--- Document excerpt ---
▬▬▬

Rotary preps for 44th bean dinner
Published 1:00 am Saturday, March 14, 2015
Beans. Word on the street is they’re good for your heart.
They are also good for the pocketbook of local nonprofit agencies and provide a good meal during the annual Elizabethton Rotary bean dinner.
The 44th bean dinner will be held 4:30-6:30 p.m. Thursday in the T.A. Dugger Junior High School cafeteria. The dinner is on of the Rotary Club of Elizabethton’s biggest fundraisers.
This dinner, which can produce up to 500 meals, takes well-organized preparation plan.
Rotary club members started gearing up for the dinner this past Thursday by sorting the beans. Anyone who has cooked a good old-fashioned pot of soup beans knows one of the most important steps is to sort the beans to make sure no rocks, gravel or other debris accidentally collected during picking make it into the cooking pot.
Many Rotary club members gathered in fellow Rotary member Joe Alexander’s office in downtown Elizabethton to sort through the 168 pounds of dried beans that would be used during the dinner. As members sorted beans to prepare to be cooked, they reminisced a little about the history of the bean dinner.
The dinner was first started by Richard Tetrick as a fundraiser for the American Cancer Society. Over the years, additional nonprofit organizations were added to share in the proceeds from bean dinner.
“Money raised from our bean dinner goes back into the community,” Alexander said. “We still give to the American Cancer Society along with some other groups.”
In 2014, the Elizabethton Rotary Club contributed to the American Cancer Society Relay for Life, the Boys & Girls Club of Elizabethton/Carter County, camp scholarships for 4H, Boy Scouts and Girl Scouts, scholarships for East Tennessee State University, Northeast State Community College and the Tennessee College of Applied Technology; the Carter County GED grant program, the Elizabethton/Carter County Public Library, the Elizabethton/Carter County United Way and Rotary International programs.

▬▬▬

--- Given information ---

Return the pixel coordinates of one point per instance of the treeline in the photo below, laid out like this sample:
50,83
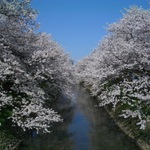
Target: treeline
34,70
117,72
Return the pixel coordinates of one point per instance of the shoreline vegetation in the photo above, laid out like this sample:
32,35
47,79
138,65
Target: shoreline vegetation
127,126
117,73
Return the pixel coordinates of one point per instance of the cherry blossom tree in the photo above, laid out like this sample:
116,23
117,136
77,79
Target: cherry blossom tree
118,71
33,69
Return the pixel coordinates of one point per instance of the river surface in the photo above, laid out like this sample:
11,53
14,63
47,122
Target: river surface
85,127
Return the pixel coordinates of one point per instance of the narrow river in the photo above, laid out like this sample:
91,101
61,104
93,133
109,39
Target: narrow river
85,127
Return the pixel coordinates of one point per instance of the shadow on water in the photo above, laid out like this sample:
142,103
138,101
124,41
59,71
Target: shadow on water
85,127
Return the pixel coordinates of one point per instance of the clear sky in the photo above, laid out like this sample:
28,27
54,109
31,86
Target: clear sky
79,25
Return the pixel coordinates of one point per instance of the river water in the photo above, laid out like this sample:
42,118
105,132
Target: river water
85,127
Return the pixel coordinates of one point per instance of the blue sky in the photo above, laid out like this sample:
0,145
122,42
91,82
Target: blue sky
79,25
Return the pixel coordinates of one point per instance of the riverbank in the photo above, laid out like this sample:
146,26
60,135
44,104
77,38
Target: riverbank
141,137
132,132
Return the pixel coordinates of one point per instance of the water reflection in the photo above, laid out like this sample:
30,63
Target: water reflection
103,133
85,127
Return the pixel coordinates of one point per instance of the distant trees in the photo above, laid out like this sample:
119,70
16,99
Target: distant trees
34,69
118,71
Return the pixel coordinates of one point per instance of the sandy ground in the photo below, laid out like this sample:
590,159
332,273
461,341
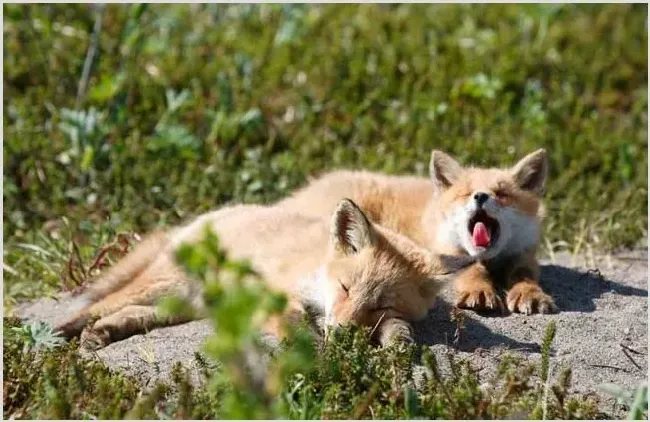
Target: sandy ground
602,328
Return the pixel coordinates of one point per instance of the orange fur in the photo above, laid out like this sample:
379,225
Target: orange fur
351,270
434,213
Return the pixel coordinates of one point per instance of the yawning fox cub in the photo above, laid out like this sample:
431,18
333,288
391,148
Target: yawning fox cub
349,270
488,213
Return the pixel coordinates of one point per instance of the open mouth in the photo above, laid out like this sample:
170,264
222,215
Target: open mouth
484,229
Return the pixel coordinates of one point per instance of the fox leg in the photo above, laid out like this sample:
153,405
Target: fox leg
394,329
128,321
119,275
161,279
525,295
475,290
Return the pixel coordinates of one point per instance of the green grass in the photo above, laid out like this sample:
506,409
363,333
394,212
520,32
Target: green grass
188,108
352,379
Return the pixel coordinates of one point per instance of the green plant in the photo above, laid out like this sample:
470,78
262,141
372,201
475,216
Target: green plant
36,336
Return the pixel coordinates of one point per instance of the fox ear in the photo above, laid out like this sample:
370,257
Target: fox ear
530,172
350,230
443,169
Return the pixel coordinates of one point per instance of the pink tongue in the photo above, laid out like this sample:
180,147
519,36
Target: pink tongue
481,235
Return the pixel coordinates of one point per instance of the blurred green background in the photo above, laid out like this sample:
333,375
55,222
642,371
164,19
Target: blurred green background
178,109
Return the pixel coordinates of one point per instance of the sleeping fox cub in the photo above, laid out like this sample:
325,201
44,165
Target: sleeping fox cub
491,214
349,270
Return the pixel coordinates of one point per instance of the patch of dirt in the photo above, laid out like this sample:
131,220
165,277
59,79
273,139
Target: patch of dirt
602,328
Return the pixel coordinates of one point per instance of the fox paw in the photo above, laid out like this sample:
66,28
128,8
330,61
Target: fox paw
529,298
94,339
395,330
481,297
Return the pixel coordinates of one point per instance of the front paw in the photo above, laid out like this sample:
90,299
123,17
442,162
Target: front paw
529,298
479,296
94,339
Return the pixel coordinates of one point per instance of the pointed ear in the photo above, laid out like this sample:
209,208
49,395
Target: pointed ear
350,230
443,169
530,172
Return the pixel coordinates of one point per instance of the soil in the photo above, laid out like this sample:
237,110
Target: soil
602,328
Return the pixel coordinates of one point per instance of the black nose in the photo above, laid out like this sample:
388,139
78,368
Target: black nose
481,197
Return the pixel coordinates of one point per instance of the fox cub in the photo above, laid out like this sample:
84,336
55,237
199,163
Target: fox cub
491,214
348,270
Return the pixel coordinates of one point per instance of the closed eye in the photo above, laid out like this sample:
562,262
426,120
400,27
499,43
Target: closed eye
383,309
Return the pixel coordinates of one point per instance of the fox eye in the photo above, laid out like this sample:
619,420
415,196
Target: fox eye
347,290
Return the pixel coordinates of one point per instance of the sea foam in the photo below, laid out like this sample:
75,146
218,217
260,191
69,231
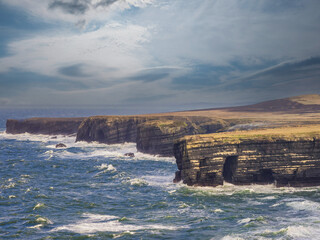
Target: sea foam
92,223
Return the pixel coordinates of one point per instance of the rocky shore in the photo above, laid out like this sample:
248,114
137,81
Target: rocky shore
205,155
286,156
49,126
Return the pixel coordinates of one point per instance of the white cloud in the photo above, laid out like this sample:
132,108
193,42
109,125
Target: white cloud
107,53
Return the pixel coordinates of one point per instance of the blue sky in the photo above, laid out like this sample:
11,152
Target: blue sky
157,55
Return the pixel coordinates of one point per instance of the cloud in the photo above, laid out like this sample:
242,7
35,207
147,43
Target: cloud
108,53
284,73
76,70
72,7
17,81
184,52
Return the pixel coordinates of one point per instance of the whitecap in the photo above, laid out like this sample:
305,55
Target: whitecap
107,167
303,232
230,237
245,220
306,205
38,137
38,206
92,223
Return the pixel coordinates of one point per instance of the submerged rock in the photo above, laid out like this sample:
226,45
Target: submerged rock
60,145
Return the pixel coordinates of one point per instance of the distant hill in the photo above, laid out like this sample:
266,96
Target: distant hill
299,104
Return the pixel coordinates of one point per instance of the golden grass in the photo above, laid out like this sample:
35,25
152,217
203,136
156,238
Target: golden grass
274,134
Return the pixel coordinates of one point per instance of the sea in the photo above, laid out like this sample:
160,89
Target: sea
93,191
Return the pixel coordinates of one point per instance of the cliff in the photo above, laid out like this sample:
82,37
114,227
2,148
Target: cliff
287,156
153,134
51,126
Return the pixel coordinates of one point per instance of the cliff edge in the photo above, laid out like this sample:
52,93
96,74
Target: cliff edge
286,156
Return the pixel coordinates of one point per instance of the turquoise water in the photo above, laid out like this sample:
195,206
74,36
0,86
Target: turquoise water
92,191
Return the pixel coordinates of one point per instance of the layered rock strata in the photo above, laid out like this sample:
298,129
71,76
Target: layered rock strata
255,157
153,135
50,126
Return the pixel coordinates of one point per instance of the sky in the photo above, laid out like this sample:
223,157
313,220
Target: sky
157,55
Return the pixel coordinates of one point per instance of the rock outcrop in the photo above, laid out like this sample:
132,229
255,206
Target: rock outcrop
291,157
50,126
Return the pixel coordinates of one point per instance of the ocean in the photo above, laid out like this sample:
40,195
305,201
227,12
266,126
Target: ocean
93,191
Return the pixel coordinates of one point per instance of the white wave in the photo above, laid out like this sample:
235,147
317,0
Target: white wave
107,167
303,232
137,182
38,137
218,210
306,205
93,223
93,149
230,237
160,181
245,220
230,189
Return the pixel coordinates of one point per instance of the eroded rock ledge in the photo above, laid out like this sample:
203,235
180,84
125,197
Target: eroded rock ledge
153,135
286,156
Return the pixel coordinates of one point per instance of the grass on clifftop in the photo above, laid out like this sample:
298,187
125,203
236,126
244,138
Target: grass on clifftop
274,134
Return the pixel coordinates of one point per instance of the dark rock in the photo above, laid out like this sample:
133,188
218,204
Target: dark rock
177,177
60,145
153,134
205,160
50,126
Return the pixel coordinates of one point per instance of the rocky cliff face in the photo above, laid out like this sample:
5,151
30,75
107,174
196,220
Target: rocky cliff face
51,126
211,160
109,129
153,135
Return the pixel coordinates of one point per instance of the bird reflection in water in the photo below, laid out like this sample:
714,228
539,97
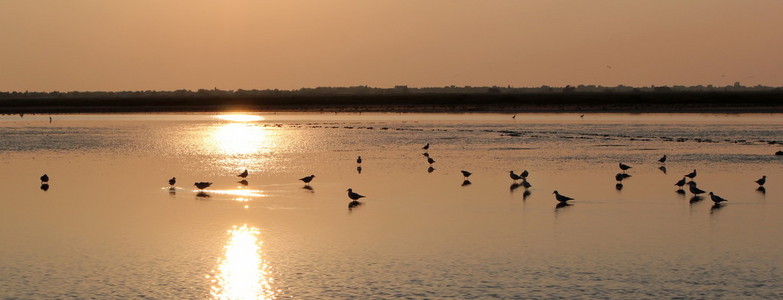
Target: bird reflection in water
242,272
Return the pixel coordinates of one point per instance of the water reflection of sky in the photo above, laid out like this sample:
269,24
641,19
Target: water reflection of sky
242,272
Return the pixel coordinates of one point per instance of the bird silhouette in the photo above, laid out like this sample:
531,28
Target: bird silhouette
561,198
624,167
695,190
354,196
202,185
307,179
717,199
691,175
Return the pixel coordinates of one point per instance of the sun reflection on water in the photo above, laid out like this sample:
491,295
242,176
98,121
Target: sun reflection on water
242,273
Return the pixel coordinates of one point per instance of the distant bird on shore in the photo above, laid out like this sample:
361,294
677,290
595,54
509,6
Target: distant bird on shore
307,179
762,180
513,176
680,183
717,199
624,167
691,175
561,198
695,190
354,196
202,185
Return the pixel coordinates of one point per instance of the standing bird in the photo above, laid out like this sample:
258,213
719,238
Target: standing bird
354,196
717,199
680,183
691,175
307,179
695,190
624,167
762,180
202,185
561,198
513,176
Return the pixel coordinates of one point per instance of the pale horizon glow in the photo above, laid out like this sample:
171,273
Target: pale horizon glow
83,45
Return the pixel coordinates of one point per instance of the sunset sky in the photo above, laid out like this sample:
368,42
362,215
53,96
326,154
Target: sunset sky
93,45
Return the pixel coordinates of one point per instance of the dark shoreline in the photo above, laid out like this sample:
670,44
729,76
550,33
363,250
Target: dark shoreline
646,102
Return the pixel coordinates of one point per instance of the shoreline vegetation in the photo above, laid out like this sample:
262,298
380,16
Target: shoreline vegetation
731,99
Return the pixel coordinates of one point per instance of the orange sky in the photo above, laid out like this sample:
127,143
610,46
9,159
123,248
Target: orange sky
48,45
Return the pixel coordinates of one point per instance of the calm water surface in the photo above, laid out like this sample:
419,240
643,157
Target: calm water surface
110,227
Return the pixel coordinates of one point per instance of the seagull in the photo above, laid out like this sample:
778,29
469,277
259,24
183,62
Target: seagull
760,181
695,190
202,185
680,183
691,175
354,196
561,198
513,176
717,199
307,179
619,177
624,167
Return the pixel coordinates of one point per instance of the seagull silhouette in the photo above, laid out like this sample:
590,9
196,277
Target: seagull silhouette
307,179
561,198
717,199
202,185
762,180
354,196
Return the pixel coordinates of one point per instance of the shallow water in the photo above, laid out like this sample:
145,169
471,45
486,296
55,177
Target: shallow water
110,227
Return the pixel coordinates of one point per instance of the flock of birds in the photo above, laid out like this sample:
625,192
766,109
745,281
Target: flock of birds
687,179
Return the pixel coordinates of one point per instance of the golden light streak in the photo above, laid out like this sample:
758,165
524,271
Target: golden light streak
242,272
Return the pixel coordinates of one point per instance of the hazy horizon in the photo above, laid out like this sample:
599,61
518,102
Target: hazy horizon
169,45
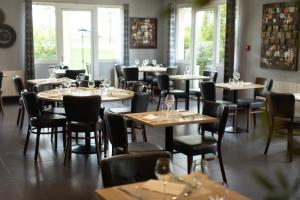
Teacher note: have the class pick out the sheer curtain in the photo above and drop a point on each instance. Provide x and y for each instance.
(29, 50)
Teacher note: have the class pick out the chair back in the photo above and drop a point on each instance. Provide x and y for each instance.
(70, 73)
(163, 81)
(117, 131)
(212, 74)
(31, 104)
(280, 105)
(18, 83)
(208, 90)
(140, 167)
(119, 71)
(140, 102)
(83, 109)
(220, 112)
(262, 92)
(1, 79)
(131, 73)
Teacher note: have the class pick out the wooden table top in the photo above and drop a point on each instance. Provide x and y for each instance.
(46, 81)
(189, 77)
(239, 86)
(165, 119)
(152, 69)
(112, 94)
(207, 189)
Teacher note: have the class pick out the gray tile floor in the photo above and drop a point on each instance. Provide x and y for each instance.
(21, 178)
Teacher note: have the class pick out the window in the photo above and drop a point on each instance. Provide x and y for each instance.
(184, 33)
(44, 32)
(201, 36)
(110, 40)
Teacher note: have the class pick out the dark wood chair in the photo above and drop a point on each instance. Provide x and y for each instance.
(39, 120)
(196, 144)
(116, 128)
(83, 116)
(140, 167)
(257, 103)
(280, 111)
(165, 89)
(208, 90)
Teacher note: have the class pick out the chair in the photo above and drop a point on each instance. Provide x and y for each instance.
(197, 92)
(208, 90)
(280, 111)
(116, 128)
(71, 74)
(139, 103)
(82, 116)
(39, 120)
(120, 76)
(196, 144)
(256, 105)
(164, 87)
(131, 76)
(141, 167)
(1, 92)
(19, 87)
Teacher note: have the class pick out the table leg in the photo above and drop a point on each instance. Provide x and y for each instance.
(187, 91)
(169, 139)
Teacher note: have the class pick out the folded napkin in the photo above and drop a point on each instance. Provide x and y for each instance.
(157, 186)
(150, 117)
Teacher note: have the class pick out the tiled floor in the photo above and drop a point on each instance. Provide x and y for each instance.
(21, 178)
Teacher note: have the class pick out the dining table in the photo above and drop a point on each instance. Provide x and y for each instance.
(187, 78)
(107, 95)
(169, 119)
(193, 186)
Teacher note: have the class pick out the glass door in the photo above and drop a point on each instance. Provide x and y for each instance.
(77, 39)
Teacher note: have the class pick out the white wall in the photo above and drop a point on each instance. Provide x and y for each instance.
(250, 33)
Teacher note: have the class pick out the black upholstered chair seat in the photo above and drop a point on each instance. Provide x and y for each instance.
(49, 120)
(251, 103)
(120, 110)
(232, 106)
(194, 144)
(55, 110)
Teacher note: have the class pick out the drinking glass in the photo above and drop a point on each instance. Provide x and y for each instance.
(163, 171)
(91, 84)
(137, 62)
(154, 62)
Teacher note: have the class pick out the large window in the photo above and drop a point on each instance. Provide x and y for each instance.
(44, 32)
(201, 36)
(77, 35)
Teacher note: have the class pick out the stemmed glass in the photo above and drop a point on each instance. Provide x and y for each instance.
(163, 171)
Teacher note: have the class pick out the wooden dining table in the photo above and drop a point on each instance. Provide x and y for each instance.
(205, 189)
(187, 78)
(169, 119)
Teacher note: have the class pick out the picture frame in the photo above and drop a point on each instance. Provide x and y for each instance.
(143, 33)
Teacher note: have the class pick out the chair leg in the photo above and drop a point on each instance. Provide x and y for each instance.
(144, 133)
(36, 154)
(222, 166)
(189, 163)
(269, 140)
(98, 149)
(27, 139)
(158, 104)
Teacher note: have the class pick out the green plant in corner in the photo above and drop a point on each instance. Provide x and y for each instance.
(280, 189)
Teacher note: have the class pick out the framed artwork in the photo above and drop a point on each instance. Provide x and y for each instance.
(279, 36)
(143, 33)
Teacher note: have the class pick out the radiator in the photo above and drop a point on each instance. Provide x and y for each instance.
(8, 85)
(288, 87)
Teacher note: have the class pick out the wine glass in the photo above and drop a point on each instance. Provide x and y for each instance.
(91, 84)
(163, 171)
(154, 62)
(137, 62)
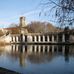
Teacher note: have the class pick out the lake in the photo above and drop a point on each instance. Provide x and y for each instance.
(38, 59)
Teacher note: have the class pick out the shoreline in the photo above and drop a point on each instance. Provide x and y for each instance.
(7, 71)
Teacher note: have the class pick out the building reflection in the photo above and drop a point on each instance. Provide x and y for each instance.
(38, 53)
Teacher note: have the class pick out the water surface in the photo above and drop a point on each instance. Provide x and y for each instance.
(38, 59)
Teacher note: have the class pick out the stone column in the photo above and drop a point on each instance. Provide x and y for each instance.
(16, 38)
(43, 38)
(57, 39)
(43, 48)
(48, 38)
(63, 38)
(63, 49)
(35, 48)
(13, 39)
(23, 38)
(35, 39)
(52, 38)
(39, 38)
(52, 48)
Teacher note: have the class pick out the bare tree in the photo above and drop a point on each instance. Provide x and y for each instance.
(64, 10)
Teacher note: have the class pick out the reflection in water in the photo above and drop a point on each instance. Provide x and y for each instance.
(37, 54)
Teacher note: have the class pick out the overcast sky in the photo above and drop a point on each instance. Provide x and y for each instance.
(11, 10)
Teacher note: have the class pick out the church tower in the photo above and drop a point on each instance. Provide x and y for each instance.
(22, 22)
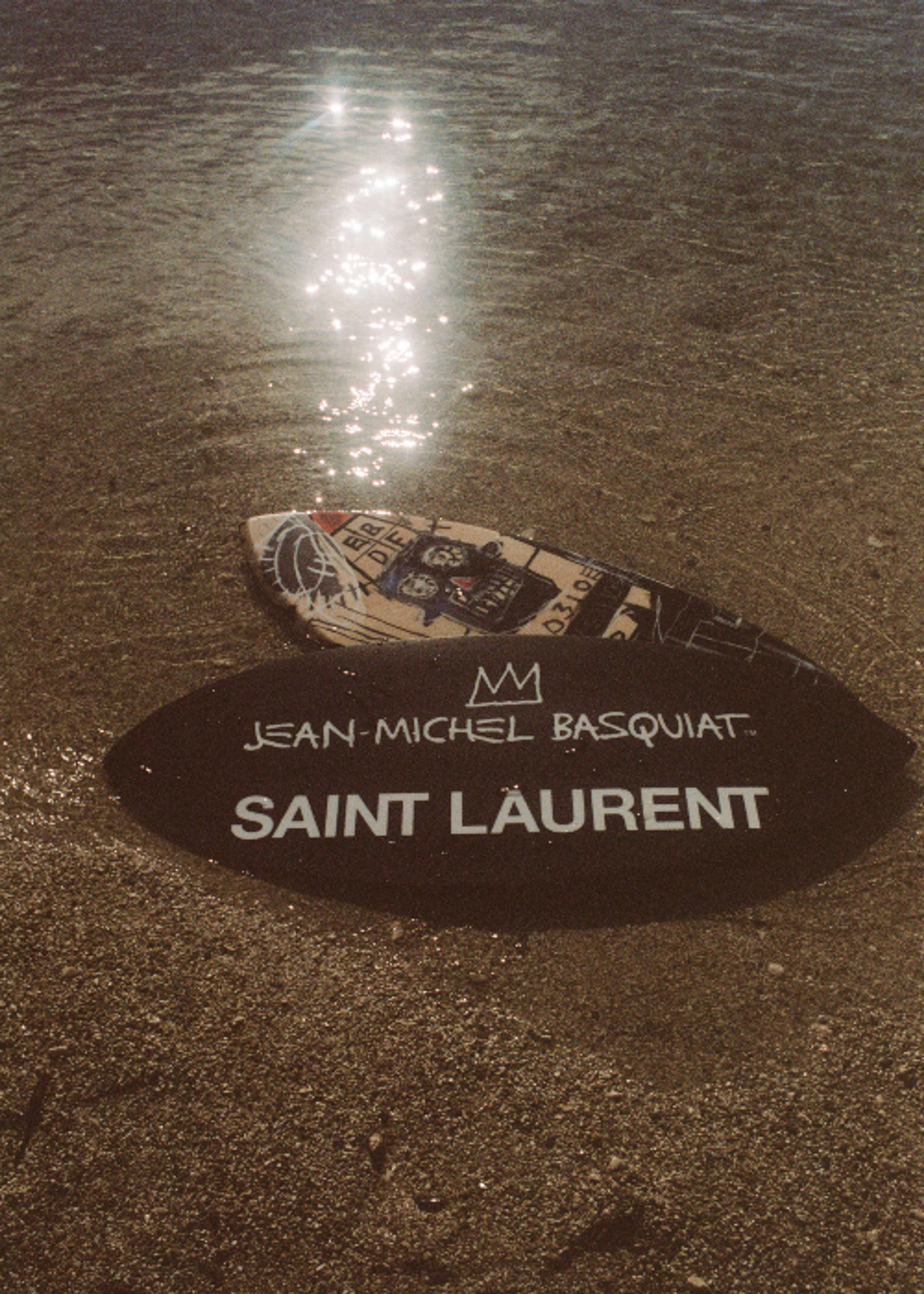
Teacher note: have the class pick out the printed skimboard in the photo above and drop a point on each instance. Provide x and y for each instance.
(371, 578)
(500, 760)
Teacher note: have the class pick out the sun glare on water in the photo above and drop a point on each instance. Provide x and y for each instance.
(376, 294)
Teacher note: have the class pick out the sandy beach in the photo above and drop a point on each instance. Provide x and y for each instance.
(667, 312)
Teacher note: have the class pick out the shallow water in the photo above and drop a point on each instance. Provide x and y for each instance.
(642, 276)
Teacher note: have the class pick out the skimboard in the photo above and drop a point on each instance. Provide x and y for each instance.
(500, 760)
(373, 578)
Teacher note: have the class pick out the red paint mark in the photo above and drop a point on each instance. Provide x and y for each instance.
(331, 522)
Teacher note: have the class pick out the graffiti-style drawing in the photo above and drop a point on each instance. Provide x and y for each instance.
(366, 578)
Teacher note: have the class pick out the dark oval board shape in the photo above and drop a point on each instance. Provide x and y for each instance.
(499, 760)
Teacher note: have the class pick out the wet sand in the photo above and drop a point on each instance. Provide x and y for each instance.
(677, 255)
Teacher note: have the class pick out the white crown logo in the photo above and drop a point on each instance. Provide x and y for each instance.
(509, 689)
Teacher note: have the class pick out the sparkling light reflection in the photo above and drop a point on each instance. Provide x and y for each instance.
(376, 297)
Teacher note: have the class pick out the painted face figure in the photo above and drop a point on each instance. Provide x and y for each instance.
(444, 557)
(474, 587)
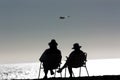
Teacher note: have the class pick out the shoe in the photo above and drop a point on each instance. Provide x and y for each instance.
(59, 71)
(45, 77)
(51, 71)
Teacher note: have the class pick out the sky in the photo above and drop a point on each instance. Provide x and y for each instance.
(27, 26)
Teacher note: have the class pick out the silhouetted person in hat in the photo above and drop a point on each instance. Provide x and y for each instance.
(51, 58)
(75, 59)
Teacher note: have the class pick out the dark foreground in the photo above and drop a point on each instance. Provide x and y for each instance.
(107, 77)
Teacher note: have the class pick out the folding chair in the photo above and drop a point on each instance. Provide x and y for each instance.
(41, 67)
(84, 65)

▬▬▬

--- Task 1 ---
In the Rotary bean dinner article, substitute "2015" for "2014" and give the passage again, starting with "In 2014, the" and going on through "Rotary International programs.".
--- Task 2 ---
According to the Rotary bean dinner article, why do club members sort the beans before they are cooked?

--- Written answer 1 ---
In 2015, the Elizabethton Rotary Club contributed to the American Cancer Society Relay for Life, the Boys & Girls Club of Elizabethton/Carter County, camp scholarships for 4H, Boy Scouts and Girl Scouts, scholarships for East Tennessee State University, Northeast State Community College and the Tennessee College of Applied Technology; the Carter County GED grant program, the Elizabethton/Carter County Public Library, the Elizabethton/Carter County United Way and Rotary International programs.

--- Written answer 2 ---
Sorting makes sure that no rocks, gravel or other debris picked up by accident during picking end up in the cooking pot.